• **SELECTION**:
## start
# Boston D.O.B. 3/17/13



## Scorask (Apr 11, 2013)

Hi everyone, Boston is our new addition to the family. He is 8 weeks old tomorrow and is just a wonderful, and lovable GSD, with some really sharp teeth, lol. Here are a few pics of his first week at home.


----------



## Scorask (Apr 11, 2013)

...


----------



## Scorask (Apr 11, 2013)

,,,


----------



## Scorask (Apr 11, 2013)

'''


----------



## lorihd (Nov 30, 2011)

just adorable, make sure to take lots of pictures, they grow so fast. congratulations on your new sharp addition, lol


----------



## Scorask (Apr 11, 2013)

///


----------



## Courtney (Feb 12, 2010)

LOL, sharp teeth, indeed

Handsome little guy:wub:


----------



## Scorask (Apr 11, 2013)

!!!


----------



## Piper'sgrl (Apr 20, 2012)

very cute pup..can't wait to watch him grow!


----------



## pyratemom (Jan 10, 2011)

Love the under the couch and after the bath pictures. Hope he realizes he won't always fit under there. It took Pyrate a few knocks on the head to realize he had grown too much to fit under the coffee table.


----------



## Loneforce (Feb 12, 2012)

Handsome little guy. Congratulations!!!


----------



## Scorask (Apr 11, 2013)

Boston is 8 weeks old and is a smart and fun little guy.
He has been doing really well with potty training. A couple accidents here and there but he is very consistent. He is really starting to blend in and play with our other 2 dogs Guinness(m 10) and Lucy(f 4) who are teacup poodles. Guinness is having fun bossing Boston around and Boston really loves play with Lucy.
## end
• **TASK MATERIAL**:
## start
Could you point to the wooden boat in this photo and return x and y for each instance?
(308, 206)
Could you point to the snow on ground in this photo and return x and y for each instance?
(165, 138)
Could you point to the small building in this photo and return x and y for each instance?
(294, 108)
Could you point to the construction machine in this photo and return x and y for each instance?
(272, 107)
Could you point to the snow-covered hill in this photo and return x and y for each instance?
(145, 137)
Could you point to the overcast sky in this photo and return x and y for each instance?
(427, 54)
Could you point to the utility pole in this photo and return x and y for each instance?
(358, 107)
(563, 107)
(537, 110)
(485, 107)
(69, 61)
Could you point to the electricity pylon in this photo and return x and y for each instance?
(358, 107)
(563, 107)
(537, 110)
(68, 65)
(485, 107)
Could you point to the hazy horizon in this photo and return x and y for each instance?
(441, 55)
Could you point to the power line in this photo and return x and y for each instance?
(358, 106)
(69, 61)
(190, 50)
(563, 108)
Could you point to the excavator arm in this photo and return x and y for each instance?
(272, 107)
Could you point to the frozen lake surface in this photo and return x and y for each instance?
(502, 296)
## end
## start
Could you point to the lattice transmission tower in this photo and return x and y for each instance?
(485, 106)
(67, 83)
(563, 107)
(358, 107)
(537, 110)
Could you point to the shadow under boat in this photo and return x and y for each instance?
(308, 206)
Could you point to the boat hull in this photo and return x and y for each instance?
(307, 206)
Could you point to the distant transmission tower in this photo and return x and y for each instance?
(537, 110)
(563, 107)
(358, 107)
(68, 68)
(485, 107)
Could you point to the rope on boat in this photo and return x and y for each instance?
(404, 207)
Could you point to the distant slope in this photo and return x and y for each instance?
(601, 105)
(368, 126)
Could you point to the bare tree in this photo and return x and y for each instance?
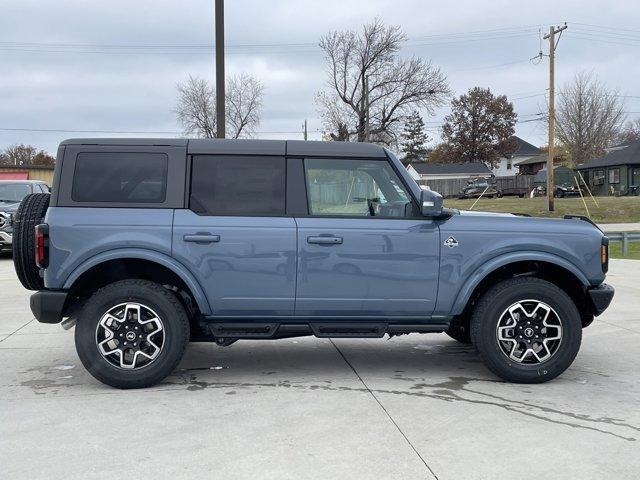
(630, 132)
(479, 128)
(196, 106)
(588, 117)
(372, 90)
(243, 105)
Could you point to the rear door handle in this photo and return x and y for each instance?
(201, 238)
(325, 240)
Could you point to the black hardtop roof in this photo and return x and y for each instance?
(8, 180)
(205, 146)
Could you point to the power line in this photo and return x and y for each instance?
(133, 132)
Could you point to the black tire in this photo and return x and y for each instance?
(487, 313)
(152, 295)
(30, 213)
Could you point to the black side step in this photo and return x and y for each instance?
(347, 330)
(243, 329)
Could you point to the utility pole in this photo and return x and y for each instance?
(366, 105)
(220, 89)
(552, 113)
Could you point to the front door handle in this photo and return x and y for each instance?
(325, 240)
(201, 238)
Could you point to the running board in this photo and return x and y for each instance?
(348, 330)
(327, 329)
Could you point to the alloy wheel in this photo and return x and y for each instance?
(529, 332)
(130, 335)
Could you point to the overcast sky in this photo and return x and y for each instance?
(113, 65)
## end
## start
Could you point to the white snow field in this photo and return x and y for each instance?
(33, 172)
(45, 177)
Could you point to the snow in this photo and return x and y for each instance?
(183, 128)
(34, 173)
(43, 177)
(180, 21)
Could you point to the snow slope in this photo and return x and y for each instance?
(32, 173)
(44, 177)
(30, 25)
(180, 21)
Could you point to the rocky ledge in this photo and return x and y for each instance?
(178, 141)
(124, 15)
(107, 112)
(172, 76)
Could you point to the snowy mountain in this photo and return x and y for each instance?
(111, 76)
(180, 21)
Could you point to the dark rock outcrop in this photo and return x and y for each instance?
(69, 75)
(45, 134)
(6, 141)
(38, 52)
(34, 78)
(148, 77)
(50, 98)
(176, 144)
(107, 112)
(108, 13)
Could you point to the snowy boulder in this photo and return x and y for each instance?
## end
• **SET OF TASKS**:
1 – What are the names of the two teacup poodles in the forum thread about Boston?
2 – Rewrite the entries from the line containing "Could you point to the snowy mountain" through the line containing "Could you point to the snowy boulder", inclusive, keeping every line. Add 107 to each coordinate in the answers.
The forum thread and the entries have no connection to each other.

• **RESPONSES PER TASK**:
1 – Guinness and Lucy.

2 –
Could you point to the snowy mountain in this photo and return x and y for each instance?
(218, 183)
(287, 128)
Could you point to the dark rock outcrop in this photo and return x and y for each instance?
(176, 182)
(152, 241)
(113, 248)
(145, 159)
(141, 185)
(255, 184)
(157, 205)
(283, 251)
(214, 219)
(215, 120)
Could you point to the snowy boulder in this photo and return x and y for each instance?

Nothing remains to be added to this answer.